» Task goal
Answer these questions from the regulatory update below:
1. On what date does the framework for acceptance of green deposits come into effect?
2. For how many days can funds remain in the foreign currency account under the LRS in other foreign jurisdictions?
3. On what date did the MEITY notify the Amendment Rules?

» Document section
>>>
Please also see the JSA Prism of April 24, 2023.

 

Acceptance of Green Deposits

With a view to fostering and developing a green finance ecosystem in the country, the RBI, vide notification dated April 11, 2023, has issued a framework for acceptance of green deposits by scheduled commercial banks, including small finance banks (excluding regional rural banks, local area banks and payments banks) and all deposit taking NBFCs registered with the RBI (“GD RE”).  The framework will come into effect from June 1, 2023. The key provisions are as follows:

  • GD REs must issue green deposits as cumulative/non-cumulative deposits, denominated in Indian Rupees only, and on maturity, the green deposits can be renewed or withdrawn at the option of the depositor;
  • GD REs must put in place a comprehensive board-approved policy laying down all aspects in detail for the issuance and allocation of green deposits;
  • GD REs must put in place a board-approved Financing Framework for effective allocation of green deposits;
  • The allocation of funds raised through green deposits by GD REs during a financial year must be subject to an independent third-party verification/ assurance on an annual basis; and
  • GD REs are required to upload a copy of the policy on ‘green deposits’, ‘financing framework’, opinion of the external reviewer and the third-party verification/assurance and impact assessment report on their websites.

 

Remittances to International Financial Services Centres (“IFSCs”) under the Liberalised Remittance Scheme (“LRS”)

The RBI, vide circular dated April 26, 2023, has done away with the condition that funds lying idle in the foreign currency account in IFSCs for a period up to 15 (fifteen) days from the date of its receipt must be repatriated to the domestic INR account of the investor in India. This brings remittances to IFSCs in line with foreign remittances (in other foreign jurisdictions) under the LRS, where funds can remain in the foreign currency account for upto 180 (one hundred eighty) days, and encourages investment in IFSCs.

 

MINISTRY OF ELECTRONICS AND INFORMATION TECHNOLOGY (MEITY)

Regulation of online real money games and fact checking of fake news

On April 6, 2023, the MEITY notified the Information Technology (Intermediary Guidelines and Digital Media Ethics Code) Amendment Rules, 2023 (“Amendment”). While the Amendment primarily focuses on regulation of online real money games (including through self-regulatory bodies), it also contains provisions relating to fact checking of fake news. The key provisions are as follows:

  • the definition of ‘online game’ is introduced to mean a game that is offered on the internet and is accessible by a user through a computer resource or an intermediary;
  • the definition of ‘online gaming intermediary’ is introduced to mean any intermediary that enables the users of its computer resource to access one or more online games;
  • the MEITY may designate as many online gaming self-regulatory bodies as it may consider necessary for the purposes of verifying an online real money game as a permissible online real money game under these rules;
  • an entity which fulfils the prescribed criteria may apply to the MEITY for designation as an online gaming self-regulatory body; and
  • every online gaming self-regulatory body must publish and maintain on its website, mobile based application or both, at all times, an updated list of all its members, whether present or former, the dates of their acceptance as member, their corporate or business-related identity number and other details, and the details of suspension or revocation of membership of any member

For a detailed analysis, please refer to the JSA Prism of April 13, 2023.
<<<
Dataset entries:
>>>
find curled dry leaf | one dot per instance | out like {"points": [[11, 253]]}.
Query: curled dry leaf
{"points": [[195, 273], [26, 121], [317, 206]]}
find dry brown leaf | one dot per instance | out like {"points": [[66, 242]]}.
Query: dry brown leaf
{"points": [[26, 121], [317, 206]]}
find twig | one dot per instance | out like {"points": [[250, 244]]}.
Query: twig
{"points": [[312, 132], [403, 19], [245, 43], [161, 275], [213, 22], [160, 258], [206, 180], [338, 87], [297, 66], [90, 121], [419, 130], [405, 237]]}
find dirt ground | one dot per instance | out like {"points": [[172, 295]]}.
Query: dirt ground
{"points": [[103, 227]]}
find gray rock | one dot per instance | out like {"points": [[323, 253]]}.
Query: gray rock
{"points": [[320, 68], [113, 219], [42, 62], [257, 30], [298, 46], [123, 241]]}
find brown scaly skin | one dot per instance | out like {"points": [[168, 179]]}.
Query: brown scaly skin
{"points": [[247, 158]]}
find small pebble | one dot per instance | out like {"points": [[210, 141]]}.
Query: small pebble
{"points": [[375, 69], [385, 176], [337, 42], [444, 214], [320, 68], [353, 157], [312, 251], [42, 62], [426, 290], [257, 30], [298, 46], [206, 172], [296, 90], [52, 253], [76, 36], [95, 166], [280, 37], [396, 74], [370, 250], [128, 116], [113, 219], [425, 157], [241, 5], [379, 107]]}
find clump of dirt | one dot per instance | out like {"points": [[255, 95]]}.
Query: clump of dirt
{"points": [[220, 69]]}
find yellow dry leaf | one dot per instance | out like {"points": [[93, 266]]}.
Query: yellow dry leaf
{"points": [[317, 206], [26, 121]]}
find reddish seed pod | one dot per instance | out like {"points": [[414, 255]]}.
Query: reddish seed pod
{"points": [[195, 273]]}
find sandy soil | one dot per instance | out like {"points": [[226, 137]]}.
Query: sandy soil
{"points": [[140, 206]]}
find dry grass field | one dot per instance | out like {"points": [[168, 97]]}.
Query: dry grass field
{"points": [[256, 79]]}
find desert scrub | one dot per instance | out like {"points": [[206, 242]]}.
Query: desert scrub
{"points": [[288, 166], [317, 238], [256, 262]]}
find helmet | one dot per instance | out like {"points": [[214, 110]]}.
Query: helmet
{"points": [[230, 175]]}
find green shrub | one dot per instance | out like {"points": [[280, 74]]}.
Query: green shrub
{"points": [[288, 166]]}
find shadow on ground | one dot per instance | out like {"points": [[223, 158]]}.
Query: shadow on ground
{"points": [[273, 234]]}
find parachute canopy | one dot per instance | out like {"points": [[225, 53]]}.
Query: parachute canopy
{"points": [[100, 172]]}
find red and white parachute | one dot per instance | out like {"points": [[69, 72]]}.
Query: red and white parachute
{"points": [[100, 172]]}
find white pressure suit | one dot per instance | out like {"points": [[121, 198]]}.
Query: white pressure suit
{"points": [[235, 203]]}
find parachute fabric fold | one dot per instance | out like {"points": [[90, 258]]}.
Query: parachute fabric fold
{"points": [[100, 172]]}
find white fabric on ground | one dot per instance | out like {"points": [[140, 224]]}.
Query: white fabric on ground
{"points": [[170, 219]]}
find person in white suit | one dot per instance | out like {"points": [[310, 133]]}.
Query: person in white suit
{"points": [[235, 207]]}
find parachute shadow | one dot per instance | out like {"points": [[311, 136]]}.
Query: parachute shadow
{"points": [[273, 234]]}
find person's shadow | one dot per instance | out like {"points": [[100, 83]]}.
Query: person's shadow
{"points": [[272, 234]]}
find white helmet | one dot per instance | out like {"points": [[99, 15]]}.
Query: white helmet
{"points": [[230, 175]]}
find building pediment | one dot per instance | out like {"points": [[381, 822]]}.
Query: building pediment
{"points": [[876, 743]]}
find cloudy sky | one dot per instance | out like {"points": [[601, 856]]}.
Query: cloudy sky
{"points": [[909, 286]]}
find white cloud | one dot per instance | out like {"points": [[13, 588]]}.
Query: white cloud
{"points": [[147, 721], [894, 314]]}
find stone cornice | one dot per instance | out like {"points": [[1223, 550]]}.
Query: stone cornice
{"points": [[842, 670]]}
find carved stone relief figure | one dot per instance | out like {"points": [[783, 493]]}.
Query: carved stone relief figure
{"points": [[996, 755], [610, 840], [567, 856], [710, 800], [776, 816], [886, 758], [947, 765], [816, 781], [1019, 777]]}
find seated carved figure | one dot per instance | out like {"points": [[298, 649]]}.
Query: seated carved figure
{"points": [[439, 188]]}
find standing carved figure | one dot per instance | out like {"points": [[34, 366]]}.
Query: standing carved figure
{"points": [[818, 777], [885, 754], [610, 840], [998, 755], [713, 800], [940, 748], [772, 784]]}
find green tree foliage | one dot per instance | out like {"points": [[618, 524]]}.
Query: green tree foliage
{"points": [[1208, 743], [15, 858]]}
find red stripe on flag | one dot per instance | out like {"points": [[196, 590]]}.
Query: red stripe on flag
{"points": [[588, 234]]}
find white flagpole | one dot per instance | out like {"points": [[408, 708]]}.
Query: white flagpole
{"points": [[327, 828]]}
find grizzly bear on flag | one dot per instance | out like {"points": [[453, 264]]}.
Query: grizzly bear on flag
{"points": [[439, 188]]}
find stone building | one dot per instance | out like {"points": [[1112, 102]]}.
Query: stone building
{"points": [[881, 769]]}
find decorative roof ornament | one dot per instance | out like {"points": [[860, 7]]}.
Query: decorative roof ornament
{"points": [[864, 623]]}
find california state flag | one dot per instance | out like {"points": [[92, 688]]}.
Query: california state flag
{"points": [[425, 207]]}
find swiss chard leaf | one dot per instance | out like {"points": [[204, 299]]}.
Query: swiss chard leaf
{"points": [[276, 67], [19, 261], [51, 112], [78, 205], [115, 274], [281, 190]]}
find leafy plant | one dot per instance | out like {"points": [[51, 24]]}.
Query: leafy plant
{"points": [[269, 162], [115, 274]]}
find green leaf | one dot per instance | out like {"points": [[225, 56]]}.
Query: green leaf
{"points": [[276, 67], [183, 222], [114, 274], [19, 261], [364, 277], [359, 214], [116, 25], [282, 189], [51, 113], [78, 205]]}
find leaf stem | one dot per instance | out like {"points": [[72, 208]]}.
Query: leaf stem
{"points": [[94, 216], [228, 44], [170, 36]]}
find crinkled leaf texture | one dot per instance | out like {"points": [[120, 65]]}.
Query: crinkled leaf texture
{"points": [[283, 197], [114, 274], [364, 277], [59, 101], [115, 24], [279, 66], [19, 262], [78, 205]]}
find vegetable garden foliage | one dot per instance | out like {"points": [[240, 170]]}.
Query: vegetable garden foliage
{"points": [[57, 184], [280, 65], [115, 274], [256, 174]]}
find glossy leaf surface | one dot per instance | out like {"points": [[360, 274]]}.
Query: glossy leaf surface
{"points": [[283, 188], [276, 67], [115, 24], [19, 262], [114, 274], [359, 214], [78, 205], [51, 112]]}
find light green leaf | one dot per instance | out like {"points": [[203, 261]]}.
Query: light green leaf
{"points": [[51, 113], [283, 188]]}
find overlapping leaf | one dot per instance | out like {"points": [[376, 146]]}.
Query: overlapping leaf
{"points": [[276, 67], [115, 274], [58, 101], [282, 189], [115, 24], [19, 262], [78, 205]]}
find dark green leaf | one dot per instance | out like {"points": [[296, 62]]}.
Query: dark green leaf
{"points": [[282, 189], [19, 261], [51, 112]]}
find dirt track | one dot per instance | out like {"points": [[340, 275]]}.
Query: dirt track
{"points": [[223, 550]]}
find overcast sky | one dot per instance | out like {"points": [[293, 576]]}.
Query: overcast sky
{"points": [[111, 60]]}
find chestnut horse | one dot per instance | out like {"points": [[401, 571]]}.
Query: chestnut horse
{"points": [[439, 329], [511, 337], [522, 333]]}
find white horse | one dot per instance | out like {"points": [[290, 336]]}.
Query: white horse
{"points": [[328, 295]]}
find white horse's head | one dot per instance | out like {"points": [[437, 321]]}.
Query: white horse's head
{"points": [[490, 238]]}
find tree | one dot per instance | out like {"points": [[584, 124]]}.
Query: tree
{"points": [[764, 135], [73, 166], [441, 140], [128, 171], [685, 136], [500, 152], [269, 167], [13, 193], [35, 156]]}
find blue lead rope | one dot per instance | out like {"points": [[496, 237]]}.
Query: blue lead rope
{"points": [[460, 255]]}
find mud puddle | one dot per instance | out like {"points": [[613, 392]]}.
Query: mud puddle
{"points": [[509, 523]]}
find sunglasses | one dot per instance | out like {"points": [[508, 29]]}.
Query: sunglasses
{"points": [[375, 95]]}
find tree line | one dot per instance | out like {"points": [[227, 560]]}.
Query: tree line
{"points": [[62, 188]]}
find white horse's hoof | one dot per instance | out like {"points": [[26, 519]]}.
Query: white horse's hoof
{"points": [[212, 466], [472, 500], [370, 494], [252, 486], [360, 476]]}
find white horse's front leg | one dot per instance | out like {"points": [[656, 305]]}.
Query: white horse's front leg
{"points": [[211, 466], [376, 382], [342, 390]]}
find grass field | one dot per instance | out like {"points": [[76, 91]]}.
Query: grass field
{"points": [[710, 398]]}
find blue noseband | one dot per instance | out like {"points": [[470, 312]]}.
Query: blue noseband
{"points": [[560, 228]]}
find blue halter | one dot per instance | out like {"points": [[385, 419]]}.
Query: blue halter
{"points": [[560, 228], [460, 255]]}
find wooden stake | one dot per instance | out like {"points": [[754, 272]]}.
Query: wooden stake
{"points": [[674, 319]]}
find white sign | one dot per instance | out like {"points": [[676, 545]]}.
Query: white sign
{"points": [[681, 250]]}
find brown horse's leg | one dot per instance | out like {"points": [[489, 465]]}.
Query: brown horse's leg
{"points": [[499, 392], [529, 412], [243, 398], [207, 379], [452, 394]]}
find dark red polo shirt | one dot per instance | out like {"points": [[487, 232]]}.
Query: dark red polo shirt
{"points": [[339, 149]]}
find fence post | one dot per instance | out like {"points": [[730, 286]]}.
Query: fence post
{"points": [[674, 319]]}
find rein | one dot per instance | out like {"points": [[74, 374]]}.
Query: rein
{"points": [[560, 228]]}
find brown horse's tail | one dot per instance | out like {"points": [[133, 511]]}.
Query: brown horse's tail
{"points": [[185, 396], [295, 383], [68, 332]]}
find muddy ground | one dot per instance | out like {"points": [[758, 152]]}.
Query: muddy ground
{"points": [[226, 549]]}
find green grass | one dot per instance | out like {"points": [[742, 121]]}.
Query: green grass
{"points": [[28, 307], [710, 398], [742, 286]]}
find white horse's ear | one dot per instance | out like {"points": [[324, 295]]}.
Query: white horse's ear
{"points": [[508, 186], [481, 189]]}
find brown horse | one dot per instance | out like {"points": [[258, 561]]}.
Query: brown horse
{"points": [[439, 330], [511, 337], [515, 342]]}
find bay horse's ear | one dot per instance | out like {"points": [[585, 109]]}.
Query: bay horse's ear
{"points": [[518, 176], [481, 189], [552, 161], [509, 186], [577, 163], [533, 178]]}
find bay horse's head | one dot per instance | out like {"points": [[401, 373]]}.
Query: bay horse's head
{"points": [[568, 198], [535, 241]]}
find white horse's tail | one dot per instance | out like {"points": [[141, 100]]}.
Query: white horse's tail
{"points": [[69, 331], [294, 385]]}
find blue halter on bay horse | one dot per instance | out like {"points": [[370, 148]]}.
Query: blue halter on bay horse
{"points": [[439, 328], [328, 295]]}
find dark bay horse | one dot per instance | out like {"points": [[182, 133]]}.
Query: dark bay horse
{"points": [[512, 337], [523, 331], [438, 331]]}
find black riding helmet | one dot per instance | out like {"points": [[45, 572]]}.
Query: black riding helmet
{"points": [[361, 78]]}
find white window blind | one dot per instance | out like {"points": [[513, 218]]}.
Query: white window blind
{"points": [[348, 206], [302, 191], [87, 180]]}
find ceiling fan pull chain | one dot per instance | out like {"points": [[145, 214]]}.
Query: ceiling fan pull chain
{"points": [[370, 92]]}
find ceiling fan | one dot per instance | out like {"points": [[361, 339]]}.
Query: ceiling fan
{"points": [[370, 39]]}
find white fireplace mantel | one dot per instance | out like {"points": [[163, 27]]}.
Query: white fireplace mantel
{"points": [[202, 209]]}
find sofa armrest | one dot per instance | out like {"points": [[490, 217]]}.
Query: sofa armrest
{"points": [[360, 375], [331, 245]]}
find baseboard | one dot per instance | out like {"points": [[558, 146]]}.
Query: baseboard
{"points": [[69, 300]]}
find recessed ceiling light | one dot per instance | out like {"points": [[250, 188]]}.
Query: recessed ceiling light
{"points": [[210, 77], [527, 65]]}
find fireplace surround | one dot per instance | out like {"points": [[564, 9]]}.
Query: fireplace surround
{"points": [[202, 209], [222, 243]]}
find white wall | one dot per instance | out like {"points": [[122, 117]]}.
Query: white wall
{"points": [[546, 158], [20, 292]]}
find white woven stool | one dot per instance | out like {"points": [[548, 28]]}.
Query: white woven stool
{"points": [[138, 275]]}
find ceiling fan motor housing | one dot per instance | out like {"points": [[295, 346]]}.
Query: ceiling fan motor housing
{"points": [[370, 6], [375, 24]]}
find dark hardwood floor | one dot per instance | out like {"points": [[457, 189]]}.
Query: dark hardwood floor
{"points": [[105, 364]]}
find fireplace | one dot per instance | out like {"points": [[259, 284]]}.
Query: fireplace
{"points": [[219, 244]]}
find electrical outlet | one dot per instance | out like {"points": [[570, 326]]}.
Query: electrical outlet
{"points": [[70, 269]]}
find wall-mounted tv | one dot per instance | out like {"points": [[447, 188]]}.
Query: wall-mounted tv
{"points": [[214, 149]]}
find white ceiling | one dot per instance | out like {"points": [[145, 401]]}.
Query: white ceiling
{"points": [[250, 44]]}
<<<
» Solution to the exercise
1. June 1, 2023
2. Up to 180 days
3. April 6, 2023